Written request
Write out the listing beneath this instruction in its entirety, exactly as it reads.
BEGIN Exercise material
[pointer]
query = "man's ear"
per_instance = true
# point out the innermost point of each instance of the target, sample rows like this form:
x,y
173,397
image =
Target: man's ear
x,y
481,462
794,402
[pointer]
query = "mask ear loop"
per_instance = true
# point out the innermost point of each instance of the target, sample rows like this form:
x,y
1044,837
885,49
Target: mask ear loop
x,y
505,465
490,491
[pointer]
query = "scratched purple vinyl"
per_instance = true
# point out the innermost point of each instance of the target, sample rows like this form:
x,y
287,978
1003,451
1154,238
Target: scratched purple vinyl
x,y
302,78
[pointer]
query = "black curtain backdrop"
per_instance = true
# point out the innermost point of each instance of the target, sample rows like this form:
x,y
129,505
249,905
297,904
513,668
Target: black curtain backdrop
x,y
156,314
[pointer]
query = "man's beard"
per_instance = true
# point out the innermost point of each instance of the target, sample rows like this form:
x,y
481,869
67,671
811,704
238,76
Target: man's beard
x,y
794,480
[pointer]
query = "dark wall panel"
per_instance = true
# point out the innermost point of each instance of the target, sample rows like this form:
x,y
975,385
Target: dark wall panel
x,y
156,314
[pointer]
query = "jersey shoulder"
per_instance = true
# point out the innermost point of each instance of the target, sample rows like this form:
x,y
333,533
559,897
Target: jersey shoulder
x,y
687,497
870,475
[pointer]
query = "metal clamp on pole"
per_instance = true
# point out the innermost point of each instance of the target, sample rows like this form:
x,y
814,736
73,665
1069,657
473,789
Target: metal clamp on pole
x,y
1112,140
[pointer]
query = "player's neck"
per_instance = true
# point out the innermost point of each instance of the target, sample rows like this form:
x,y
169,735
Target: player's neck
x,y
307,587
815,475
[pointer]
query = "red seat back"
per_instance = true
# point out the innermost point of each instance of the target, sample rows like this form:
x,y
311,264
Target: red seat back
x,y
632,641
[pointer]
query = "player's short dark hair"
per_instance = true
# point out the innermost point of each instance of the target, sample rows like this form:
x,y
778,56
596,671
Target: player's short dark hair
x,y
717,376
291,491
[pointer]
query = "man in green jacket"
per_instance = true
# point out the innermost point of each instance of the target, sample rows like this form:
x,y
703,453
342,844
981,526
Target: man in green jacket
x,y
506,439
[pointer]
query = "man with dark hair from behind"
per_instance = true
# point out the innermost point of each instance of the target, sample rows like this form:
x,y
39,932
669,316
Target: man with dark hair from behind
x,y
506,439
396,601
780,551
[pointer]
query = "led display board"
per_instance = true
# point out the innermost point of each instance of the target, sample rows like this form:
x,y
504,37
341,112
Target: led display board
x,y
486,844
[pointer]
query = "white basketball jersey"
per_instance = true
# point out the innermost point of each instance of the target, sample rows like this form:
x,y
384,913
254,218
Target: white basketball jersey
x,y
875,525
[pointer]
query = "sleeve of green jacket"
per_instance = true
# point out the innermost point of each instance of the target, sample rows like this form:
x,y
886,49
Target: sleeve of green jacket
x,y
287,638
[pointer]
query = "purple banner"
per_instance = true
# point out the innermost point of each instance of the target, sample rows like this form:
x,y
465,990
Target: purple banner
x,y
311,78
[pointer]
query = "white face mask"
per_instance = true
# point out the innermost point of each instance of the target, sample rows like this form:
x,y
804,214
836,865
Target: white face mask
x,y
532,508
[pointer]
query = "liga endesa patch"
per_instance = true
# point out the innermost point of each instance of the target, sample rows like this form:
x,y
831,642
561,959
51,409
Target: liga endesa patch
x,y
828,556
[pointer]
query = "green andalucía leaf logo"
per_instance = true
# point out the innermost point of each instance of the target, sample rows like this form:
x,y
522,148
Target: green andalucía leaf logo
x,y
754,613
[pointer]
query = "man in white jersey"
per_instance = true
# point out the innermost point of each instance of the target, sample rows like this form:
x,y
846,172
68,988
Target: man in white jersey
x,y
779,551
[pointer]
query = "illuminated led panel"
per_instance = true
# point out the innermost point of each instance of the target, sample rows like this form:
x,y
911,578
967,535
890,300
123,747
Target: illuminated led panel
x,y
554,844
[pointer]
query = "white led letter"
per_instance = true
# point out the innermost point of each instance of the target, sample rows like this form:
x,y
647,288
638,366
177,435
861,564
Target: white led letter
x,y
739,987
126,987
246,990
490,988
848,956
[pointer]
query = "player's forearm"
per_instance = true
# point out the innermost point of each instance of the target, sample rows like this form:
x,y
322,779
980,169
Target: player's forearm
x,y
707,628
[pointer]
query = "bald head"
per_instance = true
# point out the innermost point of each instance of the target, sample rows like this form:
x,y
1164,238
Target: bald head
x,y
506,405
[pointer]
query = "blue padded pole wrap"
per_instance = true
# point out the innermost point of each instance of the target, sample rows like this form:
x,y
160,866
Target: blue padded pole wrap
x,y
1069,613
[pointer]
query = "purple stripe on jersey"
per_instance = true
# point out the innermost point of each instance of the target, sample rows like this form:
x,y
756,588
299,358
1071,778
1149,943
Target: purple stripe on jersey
END Exercise material
Answer to this exercise
[pointer]
query = "man's ear"
per_instance = true
# point out the innermost point of each instance of the target, sample rows like this form:
x,y
173,397
image =
Target: man's ear
x,y
481,462
794,402
[pointer]
query = "mask ear loop"
per_instance = true
# point out the innermost point of each instance of the target, sample rows like this form:
x,y
1044,837
885,49
Target: mask ear loop
x,y
505,465
490,491
[pointer]
query = "scratched purple vinyl"
per_instance = true
# point out the innermost point of each instance of the target, sample rows like this form:
x,y
287,978
1003,451
1154,238
Target: scratched purple vinyl
x,y
302,78
[pointer]
query = "black curtain backdrop"
per_instance = true
# point out the innermost point of each instance of the target, sample rows like this form:
x,y
129,505
249,905
297,904
513,668
Target: black curtain backdrop
x,y
156,314
[pointer]
query = "man's beard"
per_instance = true
# point out the innermost point of each instance of the target, sample rows like this form:
x,y
481,869
67,671
811,704
238,76
Target: man's beard
x,y
794,480
[pointer]
query = "dark wall panel"
per_instance = true
# point out the innermost point of each instance of the target, sample rows like this form:
x,y
975,385
Target: dark wall panel
x,y
156,314
[pointer]
query = "jersey shoulder"
per_instance = true
# point out the innermost point of each instance of the target, sample rows like this form:
x,y
333,533
559,897
Target: jersey shoulder
x,y
687,497
870,475
[pointer]
query = "metal clamp on pole"
per_instance = true
# point out the innermost point of each instance of the target, sample rows like this form:
x,y
814,736
73,665
1069,657
473,789
Target: metal clamp on pole
x,y
1112,140
[pointer]
query = "player's neck"
per_instance = true
# point out the innermost point of each instance of the target, sample rows like this form:
x,y
169,735
Target: player's neck
x,y
307,587
815,475
[pointer]
query = "red seat back"
per_instance = true
# point out the innermost point of each instance of the target, sample rows like this form:
x,y
311,264
Target: red seat back
x,y
632,641
[pointer]
query = "player's short dark hair"
per_instance = true
# point out the innermost point of each instance of the target, sample rows like this form:
x,y
778,56
596,671
Target: player's short dark hair
x,y
717,376
291,491
[pointer]
query = "man in green jacket"
per_instance = true
# point out the innermost point of each instance of the target, sample rows like this form:
x,y
703,453
342,844
981,526
Target: man in green jacket
x,y
506,439
[pointer]
query = "man with dark hair from behind"
per_instance = true
# point out the innermost point of each instance of the target, sample rows like this form:
x,y
39,932
669,316
Target: man with dark hair from behind
x,y
506,439
396,601
780,551
[pointer]
query = "led display board"
per_instance = true
# point out the innermost point of each instance of the target, sample rows like this form:
x,y
504,37
341,112
Target: led display board
x,y
486,844
[pointer]
query = "white basketball jersey"
per_instance = true
# point out the innermost point of each instance of the target, sample rows like this form:
x,y
384,913
254,218
Target: white basketball jersey
x,y
875,525
[pointer]
query = "sleeve of green jacket"
per_instance = true
# point out the innermost point of each instance of the target, sample rows like this form:
x,y
886,49
Target: sleeve of green jacket
x,y
287,638
[pointer]
query = "purple banner"
per_instance = true
# point out the innermost point of each instance of the target, sample rows like this form:
x,y
465,990
Target: purple banner
x,y
311,78
[pointer]
query = "white face mask"
per_instance = true
# point out the innermost point of each instance of the target, sample rows like this form:
x,y
804,214
836,865
Target: white face mask
x,y
532,508
[pointer]
query = "liga endesa patch"
per_instance = true
# point out the innermost point of each instance of the target, sample rows like this form:
x,y
831,642
561,959
51,409
Target: liga endesa patch
x,y
828,556
[pointer]
query = "green andalucía leaf logo"
per_instance = true
# point out the innermost point of each instance of the target, sample rows like this form:
x,y
522,148
Target: green andalucía leaf logo
x,y
754,613
[pointer]
query = "man in white jersey"
per_instance = true
# point out the innermost point of each instance of the target, sample rows like this form:
x,y
846,172
68,988
Target: man in white jersey
x,y
779,551
[pointer]
query = "illuminated led panel"
per_instance = true
# point out the innermost point of each instance of the target, sample rows like this form:
x,y
911,578
967,535
890,300
123,747
Target: illuminated led panel
x,y
554,844
[pointer]
query = "white led letter"
per_instance = true
# point out the innermost point of each instance of the target, sample rows like this form:
x,y
647,288
638,366
177,435
861,564
Target: white led letter
x,y
739,987
126,987
246,990
490,988
848,956
[pointer]
query = "player's forearm"
per_instance = true
# point out the innermost point of each instance of the target, sample rows like this form:
x,y
322,779
980,169
Target: player's forearm
x,y
707,628
[pointer]
query = "bald head"
per_instance = true
# point out the innermost point of each instance of the target, sample rows like this form:
x,y
1164,238
Target: bald head
x,y
506,405
[pointer]
query = "blue padded pole wrap"
per_instance = true
# point out the innermost point of each instance of the target, sample rows like this form:
x,y
160,866
Target: blue padded pole wrap
x,y
1069,613
[pointer]
query = "purple stripe on jersey"
per_instance = true
# point out the innermost point of each instance of the target, sample rows like this form:
x,y
756,588
299,358
1071,778
1149,943
Target: purple stripe on jersey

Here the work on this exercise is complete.